▶ [TRECHO DO TEXTO]
........
Feminismo e visibilidade negra
Para pensadoras e pensadores negros, a possível indução de Conceição Evaristo na Academia Brasileira de Letras comprova a ebulição de um cenário de movimentação negra por meio da comunicação. Não importa a ferramenta, é cada vez maior o número de pessoas negras dividindo suas angústias, suas dores, mas também suas alegrias e preferências. O seu modo de ser. Neste barco, diferente de outros tempos, quem comanda são as mulheres. Cada vez mais presentes em espaços de lideranças, elas se apossam com direito do feminismo e do eco da voz de símbolos como Lélia Gonzalez, exigindo a interseccionalidade e o direito de expressão. O surgimento de nomes como a filósofa e também escritora Djamila Ribeiro e do Slam das Minas, são exemplos pertinentes.
A luta de mulheres negras é ampla, passa não apenas por questões objetivas de reivindicação de direitos no universo prático, mas se ancora, antes de tudo, na luta pelo respeito ao nosso lugar de fala e reconhecimento da necessidade de nossa representatividade que se expressa pela nossa participação nos lugares-chave, como a ABL.
........
▶ [REGISTROS FORNECIDOS]

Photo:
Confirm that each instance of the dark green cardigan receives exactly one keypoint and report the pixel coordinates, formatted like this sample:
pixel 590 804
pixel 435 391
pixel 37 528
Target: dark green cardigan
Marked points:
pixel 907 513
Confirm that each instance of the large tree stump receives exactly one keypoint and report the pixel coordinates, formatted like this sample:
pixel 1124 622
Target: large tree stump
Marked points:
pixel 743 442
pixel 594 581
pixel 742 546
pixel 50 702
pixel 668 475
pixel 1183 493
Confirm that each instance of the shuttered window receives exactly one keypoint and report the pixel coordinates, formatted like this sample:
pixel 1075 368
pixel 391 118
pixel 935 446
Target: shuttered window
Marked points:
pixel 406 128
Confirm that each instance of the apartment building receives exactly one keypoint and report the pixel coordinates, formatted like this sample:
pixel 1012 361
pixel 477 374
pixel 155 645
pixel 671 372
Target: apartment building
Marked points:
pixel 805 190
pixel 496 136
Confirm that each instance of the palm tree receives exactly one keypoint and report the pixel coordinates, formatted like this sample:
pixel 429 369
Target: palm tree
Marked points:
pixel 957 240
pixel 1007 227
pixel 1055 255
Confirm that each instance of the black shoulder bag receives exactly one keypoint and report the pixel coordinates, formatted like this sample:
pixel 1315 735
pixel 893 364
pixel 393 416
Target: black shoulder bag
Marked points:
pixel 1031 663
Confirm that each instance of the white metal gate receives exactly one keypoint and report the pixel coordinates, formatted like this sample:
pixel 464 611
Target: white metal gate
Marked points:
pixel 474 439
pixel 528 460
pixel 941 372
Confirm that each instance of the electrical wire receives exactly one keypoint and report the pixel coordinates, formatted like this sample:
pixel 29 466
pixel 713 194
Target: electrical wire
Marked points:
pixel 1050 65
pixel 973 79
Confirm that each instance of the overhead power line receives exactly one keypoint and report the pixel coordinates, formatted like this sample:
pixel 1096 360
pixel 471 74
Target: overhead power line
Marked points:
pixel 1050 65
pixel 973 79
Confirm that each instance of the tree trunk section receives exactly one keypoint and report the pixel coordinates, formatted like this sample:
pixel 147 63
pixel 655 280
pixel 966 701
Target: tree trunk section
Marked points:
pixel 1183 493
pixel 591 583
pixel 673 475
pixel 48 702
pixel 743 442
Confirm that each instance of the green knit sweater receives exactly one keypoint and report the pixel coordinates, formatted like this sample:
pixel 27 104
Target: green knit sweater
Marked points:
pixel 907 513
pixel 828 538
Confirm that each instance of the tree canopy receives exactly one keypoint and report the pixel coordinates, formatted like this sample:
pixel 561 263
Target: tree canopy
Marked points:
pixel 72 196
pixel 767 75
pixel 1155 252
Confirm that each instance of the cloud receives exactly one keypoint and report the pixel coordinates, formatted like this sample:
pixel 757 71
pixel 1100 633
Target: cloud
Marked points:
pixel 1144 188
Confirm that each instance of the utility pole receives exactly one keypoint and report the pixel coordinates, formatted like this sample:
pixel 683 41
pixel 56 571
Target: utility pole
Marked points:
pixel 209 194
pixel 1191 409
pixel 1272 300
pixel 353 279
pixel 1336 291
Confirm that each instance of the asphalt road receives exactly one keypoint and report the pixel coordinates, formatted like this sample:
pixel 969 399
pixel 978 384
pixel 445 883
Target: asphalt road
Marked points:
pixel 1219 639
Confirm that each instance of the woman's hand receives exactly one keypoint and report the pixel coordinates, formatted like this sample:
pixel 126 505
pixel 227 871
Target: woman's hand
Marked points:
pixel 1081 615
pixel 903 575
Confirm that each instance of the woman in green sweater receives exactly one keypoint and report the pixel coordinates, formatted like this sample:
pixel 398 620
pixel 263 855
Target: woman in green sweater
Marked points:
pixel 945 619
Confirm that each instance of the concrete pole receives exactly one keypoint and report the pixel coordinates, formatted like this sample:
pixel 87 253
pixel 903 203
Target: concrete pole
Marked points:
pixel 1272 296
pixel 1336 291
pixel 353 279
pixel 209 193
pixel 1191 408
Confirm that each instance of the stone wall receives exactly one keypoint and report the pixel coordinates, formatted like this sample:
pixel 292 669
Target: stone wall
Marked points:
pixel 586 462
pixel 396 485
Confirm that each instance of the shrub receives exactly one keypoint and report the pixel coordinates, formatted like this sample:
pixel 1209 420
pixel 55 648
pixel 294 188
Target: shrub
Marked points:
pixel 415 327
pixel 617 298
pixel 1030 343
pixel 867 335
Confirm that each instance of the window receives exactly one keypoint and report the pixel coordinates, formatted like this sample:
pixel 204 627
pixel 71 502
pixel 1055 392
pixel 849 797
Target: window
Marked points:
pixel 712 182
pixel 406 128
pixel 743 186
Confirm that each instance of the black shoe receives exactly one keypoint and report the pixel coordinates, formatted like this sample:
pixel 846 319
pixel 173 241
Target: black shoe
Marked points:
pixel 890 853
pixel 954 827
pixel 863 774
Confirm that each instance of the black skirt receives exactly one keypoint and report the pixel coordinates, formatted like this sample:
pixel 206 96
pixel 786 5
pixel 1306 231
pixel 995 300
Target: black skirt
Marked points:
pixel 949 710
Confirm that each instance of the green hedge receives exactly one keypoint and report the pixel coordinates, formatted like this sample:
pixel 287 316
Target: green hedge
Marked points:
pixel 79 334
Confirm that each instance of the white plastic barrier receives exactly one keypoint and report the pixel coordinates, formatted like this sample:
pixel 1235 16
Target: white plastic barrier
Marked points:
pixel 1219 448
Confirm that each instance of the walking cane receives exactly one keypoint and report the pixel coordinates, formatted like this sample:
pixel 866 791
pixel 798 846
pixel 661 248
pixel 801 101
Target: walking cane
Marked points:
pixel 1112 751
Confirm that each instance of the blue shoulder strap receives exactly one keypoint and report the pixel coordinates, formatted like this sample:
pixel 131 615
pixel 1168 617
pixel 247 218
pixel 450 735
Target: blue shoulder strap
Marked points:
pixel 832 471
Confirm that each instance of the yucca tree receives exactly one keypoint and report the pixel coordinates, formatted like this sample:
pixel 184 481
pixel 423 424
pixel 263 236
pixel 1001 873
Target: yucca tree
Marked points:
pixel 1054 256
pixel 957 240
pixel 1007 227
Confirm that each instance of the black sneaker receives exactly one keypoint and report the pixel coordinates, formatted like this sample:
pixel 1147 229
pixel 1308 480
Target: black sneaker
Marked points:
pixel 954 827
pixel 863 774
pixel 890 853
........
▶ [O QUE FAZER]
1/ Reproduza do trecho sobre feminismo e visibilidade negra tudo desde "Feminismo e visibilidade" até "são exemplos pertinentes.".
2/ Responda com base no trecho sobre feminismo e visibilidade negra:
(a) Em qual instituição pode ocorrer a possível indução de Conceição Evaristo?
(b) Quem é apresentada como filósofa e também escritora?
(c) Segundo o trecho, quem comanda "neste barco"?
Os registros não têm relação com o trecho.

▶ [TAREFAS RESOLVIDAS]
1/
Feminismo e visibilidade negra
Para pensadoras e pensadores negros, a possível indução de Conceição Evaristo na Academia Brasileira de Letras comprova a ebulição de um cenário de movimentação negra por meio da comunicação. Não importa a ferramenta, é cada vez maior o número de pessoas negras dividindo suas angústias, suas dores, mas também suas alegrias e preferências. O seu modo de ser. Neste barco, diferente de outros tempos, quem comanda são as mulheres. Cada vez mais presentes em espaços de lideranças, elas se apossam com direito do feminismo e do eco da voz de símbolos como Lélia Gonzalez, exigindo a interseccionalidade e o direito de expressão. O surgimento de nomes como a filósofa e também escritora Djamila Ribeiro e do Slam das Minas, são exemplos pertinentes.

2/
(a) Na Academia Brasileira de Letras.
(b) Djamila Ribeiro.
(c) As mulheres.